### [Texto apresentado]
Os pesquisadores relatam que a idade média dos pacientes avaliados era de 9,4 anos, e os sintomas mais frequentes ao diagnóstico foram cefaléia (76%), náuseas e vômitos (32%) e baixa visual (31%). Análise estatística mostrou que em 47% dos casos a baixa visual instalou-se nos primeiros 4 meses após o diagnóstico, sendo que o restante dos casos ocorreu esporadicamente ao longo de 8 anos de seguimento.

Pacientes mais jovens, com papiledema ao diagnóstico e aqueles que tiveram recidiva do tumor tiveram maior risco de baixa visual. Ao final do seguimento do estudo, 58% dos pacientes tinha baixa visual e 10% estavam legalmente cegos de pelo menos 1 olho. Os autores do estudo concluem que o seguimento da função visual destes pacientes é muito importante, especialmente naqueles com maior risco de sequelas visuais.

Figura: tomografia computadorizada mostrando edema cerebral (área escura) associada à um tumor cerebral. A dexametasona é largamente usada para tratar edema cerebral tumoral. Créditos Bobjgalindo GFDL ou CC BY-SA 4.0, da Wikimedia Commons.

Esta postagem não representa sugestão de tratamento. Apenas um especialista pode judiciosamente decidir quais informações divulgadas podem modificar de alguma forma um esquema de tratamento, e de que forma.

### [Entradas fornecidas]

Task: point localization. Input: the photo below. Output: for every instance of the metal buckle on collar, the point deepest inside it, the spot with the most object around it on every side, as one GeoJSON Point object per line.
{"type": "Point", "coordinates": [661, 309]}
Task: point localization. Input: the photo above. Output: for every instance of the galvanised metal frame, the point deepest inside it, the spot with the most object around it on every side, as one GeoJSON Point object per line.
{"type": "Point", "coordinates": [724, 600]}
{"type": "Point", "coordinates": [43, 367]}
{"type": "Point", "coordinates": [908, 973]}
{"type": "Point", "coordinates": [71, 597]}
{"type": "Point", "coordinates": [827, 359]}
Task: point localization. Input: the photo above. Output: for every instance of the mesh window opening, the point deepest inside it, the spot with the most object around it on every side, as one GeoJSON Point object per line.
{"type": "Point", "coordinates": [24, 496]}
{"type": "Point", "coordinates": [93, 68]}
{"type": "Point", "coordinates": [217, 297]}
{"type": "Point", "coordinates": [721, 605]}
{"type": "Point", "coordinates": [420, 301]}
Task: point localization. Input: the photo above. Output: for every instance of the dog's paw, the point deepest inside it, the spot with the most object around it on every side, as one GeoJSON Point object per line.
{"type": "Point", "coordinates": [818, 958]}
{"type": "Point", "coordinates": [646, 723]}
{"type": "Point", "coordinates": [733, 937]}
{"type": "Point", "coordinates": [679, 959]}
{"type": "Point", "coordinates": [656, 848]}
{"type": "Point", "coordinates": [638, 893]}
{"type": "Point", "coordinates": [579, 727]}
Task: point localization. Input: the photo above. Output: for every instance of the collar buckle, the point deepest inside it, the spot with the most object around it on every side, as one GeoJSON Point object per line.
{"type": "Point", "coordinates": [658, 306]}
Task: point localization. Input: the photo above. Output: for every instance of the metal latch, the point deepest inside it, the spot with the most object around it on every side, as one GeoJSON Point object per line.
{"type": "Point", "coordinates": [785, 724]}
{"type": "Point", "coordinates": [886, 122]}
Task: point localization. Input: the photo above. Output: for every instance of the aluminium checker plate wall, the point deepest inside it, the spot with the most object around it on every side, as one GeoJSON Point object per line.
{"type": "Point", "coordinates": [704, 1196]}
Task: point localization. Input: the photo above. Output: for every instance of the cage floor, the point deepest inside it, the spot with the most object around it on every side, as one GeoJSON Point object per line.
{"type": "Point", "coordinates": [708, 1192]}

### [Tarefa]
Você pode redigitar, sem nenhuma alteração, o trecho do texto apresentado que vai de "Esta postagem não" até "de que forma."?

### [Resposta escrita]
Esta postagem não representa sugestão de tratamento. Apenas um especialista pode judiciosamente decidir quais informações divulgadas podem modificar de alguma forma um esquema de tratamento, e de que forma.